* **Stored items**
:::

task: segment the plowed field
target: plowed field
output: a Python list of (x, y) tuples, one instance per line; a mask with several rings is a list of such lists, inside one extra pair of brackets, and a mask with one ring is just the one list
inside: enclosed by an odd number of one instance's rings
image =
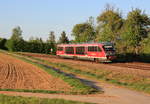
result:
[(3, 53), (0, 53), (0, 88), (55, 91), (71, 89), (63, 80), (49, 75), (32, 64)]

:::

* **Instructions to follow**
Starting at the line that contains "inside: enclosed by", please write out each line through the last line of the data, both ends included, and keep pictures out of the copy.

* **Result of the exercise**
inside: enclosed by an odd number of one instance's rings
image =
result:
[(3, 53), (0, 53), (0, 88), (55, 91), (71, 89), (63, 80), (49, 75), (32, 64)]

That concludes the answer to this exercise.